The AccessTree element used to extract raw access control list (ACL) information from file. Security information separated to access rights information MObjects ( read/write/execute , allow/deny type ) and security account information MObjects ( SID, domain/computer, authentication's name ).
There is only one boolean parameter to configure ExpandAccounts. If it's configured to true, then security account groups will be expanded - sub-accounts will be extracted too as sub-MObjects.
For example, file is accessible only by Administrators group.
Configuration sample with ExpandAccounts="false"
<Attribute Type="String" Name="AccessTreeNotExpanded"> <AccessTree ExpandAccounts="false"/> </Attribute>
Extracted attribute sample with ExpandAccounts="false"
<A n="AccessTreeNotExpanded"> <O> <A n="type"> <L> <V>ALLOW</V> </L> </A> <A n="mask"> <L> <V>RWX</V> </L> </A> <A n="account"> <O> <A n="sid"> <L> <V>S-1-5-32-544</V> </L> </A> <A n="type"> <L> <V>ALIAS</V> </L> </A> <A n="domain"> <L> <V>BUILTIN</V> </L> </A> <A n="auth"> <L> <V>Administrators</V> </L> </A> </O> </A> </O> </A>
Top MObject corresponds to ACL object.
There are three attributes: type - ACL rule type, may be ALLOW or DENY
mask - ACL rule mask, R - Read, W - Write , X - eXecute
account - reference to security account MObject
Security account MObject atributes:
sid - security identifier.
type - account type
domain - account domain/computer name ( 1st level authentication's name )
auth - account name ( 2nd level authentication's name )

#### [EXERCISES TO COMPLETE]
- a) Update the AccessTree description from "For example, file" to "to ACL object.", putting "Users" wherever "Administrators" appears.
- b) According to the AccessTree description, what values can the ACL rule type take?
- c) Name every attribute that the AccessTree description lists for the security account MObject.

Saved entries
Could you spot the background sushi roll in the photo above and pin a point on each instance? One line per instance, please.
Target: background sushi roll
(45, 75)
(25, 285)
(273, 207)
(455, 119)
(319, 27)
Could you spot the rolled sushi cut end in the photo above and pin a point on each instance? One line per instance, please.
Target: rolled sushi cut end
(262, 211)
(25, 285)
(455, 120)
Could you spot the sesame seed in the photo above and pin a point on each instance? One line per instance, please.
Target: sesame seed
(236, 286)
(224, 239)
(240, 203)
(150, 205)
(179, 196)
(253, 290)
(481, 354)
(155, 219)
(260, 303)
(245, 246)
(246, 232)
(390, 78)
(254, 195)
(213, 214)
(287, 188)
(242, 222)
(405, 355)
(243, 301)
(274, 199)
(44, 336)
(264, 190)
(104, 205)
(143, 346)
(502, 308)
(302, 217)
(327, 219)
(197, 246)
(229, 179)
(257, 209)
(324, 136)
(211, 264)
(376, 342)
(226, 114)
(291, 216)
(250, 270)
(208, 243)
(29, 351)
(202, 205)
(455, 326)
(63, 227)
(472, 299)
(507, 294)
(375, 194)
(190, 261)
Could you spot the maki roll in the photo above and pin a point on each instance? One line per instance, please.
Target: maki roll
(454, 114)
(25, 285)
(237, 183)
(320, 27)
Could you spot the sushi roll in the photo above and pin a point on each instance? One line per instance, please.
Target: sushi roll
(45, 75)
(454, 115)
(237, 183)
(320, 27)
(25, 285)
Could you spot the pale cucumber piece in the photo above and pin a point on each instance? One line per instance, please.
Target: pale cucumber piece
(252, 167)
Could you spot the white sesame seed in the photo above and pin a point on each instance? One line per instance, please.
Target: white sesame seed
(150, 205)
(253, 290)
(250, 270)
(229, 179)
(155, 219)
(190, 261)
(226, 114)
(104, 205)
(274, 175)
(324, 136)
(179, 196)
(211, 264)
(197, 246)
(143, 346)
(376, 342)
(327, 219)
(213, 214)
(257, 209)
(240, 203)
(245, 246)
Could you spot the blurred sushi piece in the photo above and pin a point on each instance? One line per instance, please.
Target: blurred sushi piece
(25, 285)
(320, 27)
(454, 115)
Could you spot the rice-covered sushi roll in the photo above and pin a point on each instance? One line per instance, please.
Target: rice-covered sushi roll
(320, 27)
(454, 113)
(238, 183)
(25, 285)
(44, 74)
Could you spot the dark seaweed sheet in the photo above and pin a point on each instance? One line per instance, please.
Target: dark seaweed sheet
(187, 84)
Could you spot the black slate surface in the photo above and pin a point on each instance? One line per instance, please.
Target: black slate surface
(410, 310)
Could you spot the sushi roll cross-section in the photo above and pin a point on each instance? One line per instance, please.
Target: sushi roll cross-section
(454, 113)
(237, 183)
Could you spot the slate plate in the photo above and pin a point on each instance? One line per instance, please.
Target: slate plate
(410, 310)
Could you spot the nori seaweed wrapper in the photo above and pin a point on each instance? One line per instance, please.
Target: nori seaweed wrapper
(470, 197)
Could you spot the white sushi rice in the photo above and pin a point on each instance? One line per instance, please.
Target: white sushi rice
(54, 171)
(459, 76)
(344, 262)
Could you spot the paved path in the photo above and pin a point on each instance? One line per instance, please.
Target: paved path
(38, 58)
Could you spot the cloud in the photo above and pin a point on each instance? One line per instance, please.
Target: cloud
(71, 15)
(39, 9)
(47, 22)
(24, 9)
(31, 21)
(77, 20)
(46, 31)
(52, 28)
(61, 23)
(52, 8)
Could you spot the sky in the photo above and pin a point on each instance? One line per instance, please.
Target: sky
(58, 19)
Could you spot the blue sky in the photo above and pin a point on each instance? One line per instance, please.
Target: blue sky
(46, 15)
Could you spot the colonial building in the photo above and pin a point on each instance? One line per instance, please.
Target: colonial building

#### [REPLIES]
- a)
For example, file is accessible only by Users group.
Configuration sample with ExpandAccounts="false"
<Attribute Type="String" Name="AccessTreeNotExpanded"> <AccessTree ExpandAccounts="false"/> </Attribute>
Extracted attribute sample with ExpandAccounts="false"
<A n="AccessTreeNotExpanded"> <O> <A n="type"> <L> <V>ALLOW</V> </L> </A> <A n="mask"> <L> <V>RWX</V> </L> </A> <A n="account"> <O> <A n="sid"> <L> <V>S-1-5-32-544</V> </L> </A> <A n="type"> <L> <V>ALIAS</V> </L> </A> <A n="domain"> <L> <V>BUILTIN</V> </L> </A> <A n="auth"> <L> <V>Users</V> </L> </A> </O> </A> </O> </A>
Top MObject corresponds to ACL object.

- b) ALLOW or DENY.

- c) sid, type, domain, auth